*INFORMATION GIVEN:*
>>>>>

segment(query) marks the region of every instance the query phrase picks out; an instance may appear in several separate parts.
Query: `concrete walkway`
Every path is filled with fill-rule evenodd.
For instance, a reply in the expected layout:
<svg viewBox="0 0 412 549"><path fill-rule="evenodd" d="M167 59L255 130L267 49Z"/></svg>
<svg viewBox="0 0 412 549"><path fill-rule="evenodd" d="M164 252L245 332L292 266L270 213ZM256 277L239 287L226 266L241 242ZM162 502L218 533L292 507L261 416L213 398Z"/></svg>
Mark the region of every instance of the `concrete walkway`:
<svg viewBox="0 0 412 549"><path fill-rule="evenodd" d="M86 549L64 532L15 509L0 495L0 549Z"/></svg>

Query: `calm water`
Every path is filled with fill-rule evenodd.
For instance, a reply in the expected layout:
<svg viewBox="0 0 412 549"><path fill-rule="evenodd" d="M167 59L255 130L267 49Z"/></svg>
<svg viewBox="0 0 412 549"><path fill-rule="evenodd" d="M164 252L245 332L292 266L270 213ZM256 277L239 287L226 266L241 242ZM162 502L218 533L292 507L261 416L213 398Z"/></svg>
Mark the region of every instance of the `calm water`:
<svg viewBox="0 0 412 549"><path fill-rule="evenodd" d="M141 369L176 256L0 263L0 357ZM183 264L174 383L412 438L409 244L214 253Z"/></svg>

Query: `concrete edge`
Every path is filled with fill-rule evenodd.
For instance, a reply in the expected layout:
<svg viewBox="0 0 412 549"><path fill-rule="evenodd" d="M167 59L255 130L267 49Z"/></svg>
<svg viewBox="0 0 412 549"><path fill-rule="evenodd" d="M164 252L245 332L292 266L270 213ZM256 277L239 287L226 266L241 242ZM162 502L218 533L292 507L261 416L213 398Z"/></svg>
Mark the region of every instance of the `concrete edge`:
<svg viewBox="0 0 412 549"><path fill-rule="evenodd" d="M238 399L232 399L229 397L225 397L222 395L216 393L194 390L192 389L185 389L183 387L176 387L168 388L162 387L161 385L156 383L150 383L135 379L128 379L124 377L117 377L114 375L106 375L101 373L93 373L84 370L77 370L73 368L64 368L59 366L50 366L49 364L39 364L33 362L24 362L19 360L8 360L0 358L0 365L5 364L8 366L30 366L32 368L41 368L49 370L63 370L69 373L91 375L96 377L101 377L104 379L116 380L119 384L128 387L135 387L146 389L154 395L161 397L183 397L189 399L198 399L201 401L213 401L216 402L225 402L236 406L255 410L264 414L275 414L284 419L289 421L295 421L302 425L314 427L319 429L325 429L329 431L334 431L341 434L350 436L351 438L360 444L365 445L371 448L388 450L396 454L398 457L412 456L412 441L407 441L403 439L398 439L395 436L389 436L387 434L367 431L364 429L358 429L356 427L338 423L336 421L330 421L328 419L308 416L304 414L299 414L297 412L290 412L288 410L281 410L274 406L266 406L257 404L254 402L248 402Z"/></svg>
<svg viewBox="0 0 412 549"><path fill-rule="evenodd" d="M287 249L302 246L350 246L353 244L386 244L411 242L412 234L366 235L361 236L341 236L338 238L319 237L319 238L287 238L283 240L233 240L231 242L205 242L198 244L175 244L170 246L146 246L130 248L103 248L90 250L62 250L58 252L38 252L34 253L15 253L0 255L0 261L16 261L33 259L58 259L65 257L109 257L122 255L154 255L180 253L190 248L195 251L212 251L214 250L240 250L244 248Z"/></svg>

<<<<<

*AIM OF THE TASK:* Reformat the entire listing above as a numbered list, one line per item, and omit the blank lines.

*SOLUTION FOR THIS PROBLEM:*
1. segment(query) marks the region of every instance the query phrase picks out; an instance may appear in several separate parts.
2. Query: `concrete walkway`
3. Every path is filled with fill-rule evenodd.
4. For instance, a reply in the expected layout:
5. <svg viewBox="0 0 412 549"><path fill-rule="evenodd" d="M167 59L255 130L267 49Z"/></svg>
6. <svg viewBox="0 0 412 549"><path fill-rule="evenodd" d="M164 252L245 332L292 266L270 213ZM256 277L239 287L226 266L241 242ZM162 502L218 533L292 507L261 416L213 398Z"/></svg>
7. Mark the region of every instance of the `concrete walkway`:
8. <svg viewBox="0 0 412 549"><path fill-rule="evenodd" d="M86 549L64 532L15 509L0 495L0 549Z"/></svg>
9. Query: `calm water`
10. Every path is filled with fill-rule evenodd.
11. For instance, a reply in the expected layout:
12. <svg viewBox="0 0 412 549"><path fill-rule="evenodd" d="M167 59L255 130L267 49Z"/></svg>
13. <svg viewBox="0 0 412 549"><path fill-rule="evenodd" d="M164 252L245 332L292 266L270 213ZM256 277L239 287L226 266L241 242ZM162 502L218 533L292 507L261 416L213 398Z"/></svg>
14. Mark the region of every instance of the `calm water`:
15. <svg viewBox="0 0 412 549"><path fill-rule="evenodd" d="M141 369L176 256L0 263L0 357ZM183 264L174 383L412 438L409 244L214 253Z"/></svg>
16. Query: `concrete edge`
17. Every path is filled with fill-rule evenodd.
18. For instance, a reply in the expected layout:
19. <svg viewBox="0 0 412 549"><path fill-rule="evenodd" d="M167 59L255 130L267 49Z"/></svg>
20. <svg viewBox="0 0 412 549"><path fill-rule="evenodd" d="M164 252L245 332L292 266L270 213ZM256 277L239 287L226 266L241 242ZM162 502L218 533L292 507L261 416L213 398Z"/></svg>
21. Mark the region of every instance of the `concrete edge`:
22. <svg viewBox="0 0 412 549"><path fill-rule="evenodd" d="M238 399L232 399L229 397L225 397L222 395L216 393L194 390L192 389L185 389L183 387L176 387L168 388L162 387L161 385L156 383L150 383L135 379L128 379L124 377L117 377L114 375L106 375L101 373L93 373L84 370L77 370L73 368L64 368L59 366L50 366L49 364L39 364L33 362L24 362L19 360L8 360L0 358L0 365L5 364L8 366L30 366L32 368L41 368L49 370L63 370L69 373L91 375L96 377L101 377L104 379L116 380L119 384L128 387L135 387L146 389L154 395L161 397L183 397L189 399L198 399L201 401L213 401L216 402L225 402L236 406L255 410L264 414L275 414L284 419L289 421L295 421L302 425L314 427L319 429L325 429L329 431L334 431L341 434L350 436L351 438L360 444L365 445L371 448L388 450L396 454L398 457L412 456L412 441L407 441L403 439L398 439L395 436L389 436L387 434L367 431L364 429L358 429L356 427L338 423L336 421L330 421L328 419L308 416L304 414L299 414L297 412L290 412L288 410L281 410L274 406L266 406L257 404L254 402L248 402Z"/></svg>
23. <svg viewBox="0 0 412 549"><path fill-rule="evenodd" d="M287 249L302 246L350 246L353 244L386 244L411 242L412 234L366 235L361 236L341 236L338 238L319 237L319 238L287 238L283 240L233 240L231 242L205 242L198 244L175 244L170 246L146 246L130 248L103 248L90 250L62 250L58 252L38 252L34 253L15 253L0 255L0 261L16 261L33 259L58 259L65 257L109 257L122 255L154 255L180 253L190 248L195 251L212 251L214 250L240 250L244 248Z"/></svg>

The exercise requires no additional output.